======== Given data ========
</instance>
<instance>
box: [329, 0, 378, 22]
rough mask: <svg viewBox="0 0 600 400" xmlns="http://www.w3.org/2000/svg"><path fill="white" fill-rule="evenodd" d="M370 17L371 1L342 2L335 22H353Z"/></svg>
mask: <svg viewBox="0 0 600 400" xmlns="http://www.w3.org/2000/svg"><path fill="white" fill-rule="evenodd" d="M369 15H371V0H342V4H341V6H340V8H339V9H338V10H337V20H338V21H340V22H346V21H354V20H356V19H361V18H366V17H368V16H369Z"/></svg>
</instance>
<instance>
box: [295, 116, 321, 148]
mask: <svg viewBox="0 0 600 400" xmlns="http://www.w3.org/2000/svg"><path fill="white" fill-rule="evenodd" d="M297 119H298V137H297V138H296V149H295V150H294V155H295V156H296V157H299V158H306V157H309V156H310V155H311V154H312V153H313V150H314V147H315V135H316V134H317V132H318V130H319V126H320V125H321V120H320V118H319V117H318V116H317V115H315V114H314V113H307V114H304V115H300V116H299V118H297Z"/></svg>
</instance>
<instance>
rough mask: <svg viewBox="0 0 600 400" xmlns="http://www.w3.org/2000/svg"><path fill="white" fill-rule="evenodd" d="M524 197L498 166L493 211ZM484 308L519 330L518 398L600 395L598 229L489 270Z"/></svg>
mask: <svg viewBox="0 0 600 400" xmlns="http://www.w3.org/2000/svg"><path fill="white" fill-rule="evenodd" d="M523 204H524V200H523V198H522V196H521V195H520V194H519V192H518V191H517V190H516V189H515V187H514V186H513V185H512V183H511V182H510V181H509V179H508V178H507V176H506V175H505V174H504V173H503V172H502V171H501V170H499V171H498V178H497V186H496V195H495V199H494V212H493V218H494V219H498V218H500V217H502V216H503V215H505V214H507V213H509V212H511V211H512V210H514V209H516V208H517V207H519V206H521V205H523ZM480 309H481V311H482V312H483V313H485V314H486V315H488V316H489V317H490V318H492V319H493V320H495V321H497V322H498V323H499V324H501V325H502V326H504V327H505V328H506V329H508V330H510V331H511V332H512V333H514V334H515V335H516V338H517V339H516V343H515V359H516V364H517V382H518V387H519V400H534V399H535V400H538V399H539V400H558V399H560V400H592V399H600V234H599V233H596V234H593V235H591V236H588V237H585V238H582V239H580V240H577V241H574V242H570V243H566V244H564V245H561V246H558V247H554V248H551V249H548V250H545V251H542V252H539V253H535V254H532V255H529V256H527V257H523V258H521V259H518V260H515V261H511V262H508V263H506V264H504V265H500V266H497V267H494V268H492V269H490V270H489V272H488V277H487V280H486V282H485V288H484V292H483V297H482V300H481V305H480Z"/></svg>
========
Your instructions: Reproduce all the data exactly. Include every line.

Response below:
</instance>
<instance>
box: [329, 0, 378, 22]
rough mask: <svg viewBox="0 0 600 400" xmlns="http://www.w3.org/2000/svg"><path fill="white" fill-rule="evenodd" d="M370 17L371 1L342 2L335 22H353Z"/></svg>
mask: <svg viewBox="0 0 600 400" xmlns="http://www.w3.org/2000/svg"><path fill="white" fill-rule="evenodd" d="M369 15H371V0H342V4H341V6H340V8H339V9H338V10H337V20H338V21H340V22H346V21H354V20H356V19H361V18H366V17H368V16H369Z"/></svg>
</instance>
<instance>
box: [295, 116, 321, 148]
mask: <svg viewBox="0 0 600 400" xmlns="http://www.w3.org/2000/svg"><path fill="white" fill-rule="evenodd" d="M297 119H298V137H297V138H296V149H295V150H294V155H295V156H296V157H299V158H306V157H309V156H310V155H311V154H312V153H313V150H314V147H315V135H316V134H317V132H318V130H319V126H320V125H321V120H320V118H319V117H318V116H317V115H315V114H314V113H307V114H304V115H300V116H299V118H297Z"/></svg>
</instance>
<instance>
rough mask: <svg viewBox="0 0 600 400" xmlns="http://www.w3.org/2000/svg"><path fill="white" fill-rule="evenodd" d="M524 197L498 166L493 211ZM484 308L519 330L518 398L600 395L598 229L489 270Z"/></svg>
mask: <svg viewBox="0 0 600 400" xmlns="http://www.w3.org/2000/svg"><path fill="white" fill-rule="evenodd" d="M523 204H524V200H523V198H522V196H521V195H520V194H519V192H518V191H517V190H516V189H515V187H514V186H513V185H512V183H511V182H510V181H509V179H508V178H507V176H506V175H505V174H504V173H503V172H502V171H501V170H499V171H498V178H497V186H496V195H495V199H494V212H493V218H494V219H498V218H500V217H502V216H503V215H505V214H507V213H509V212H511V211H512V210H514V209H516V208H517V207H519V206H521V205H523ZM480 309H481V311H482V312H483V313H485V314H486V315H488V316H489V317H490V318H492V319H493V320H495V321H497V322H498V323H499V324H501V325H502V326H504V327H505V328H506V329H508V330H510V331H511V332H512V333H514V334H515V335H516V338H517V339H516V343H515V359H516V364H517V382H518V387H519V400H534V399H535V400H538V399H539V400H558V399H560V400H592V399H600V234H599V233H596V234H593V235H591V236H588V237H585V238H582V239H580V240H577V241H574V242H570V243H566V244H564V245H561V246H558V247H554V248H551V249H548V250H545V251H542V252H539V253H535V254H532V255H529V256H527V257H523V258H521V259H518V260H515V261H511V262H508V263H506V264H504V265H500V266H497V267H494V268H492V269H490V270H489V272H488V277H487V280H486V282H485V288H484V292H483V297H482V300H481V305H480Z"/></svg>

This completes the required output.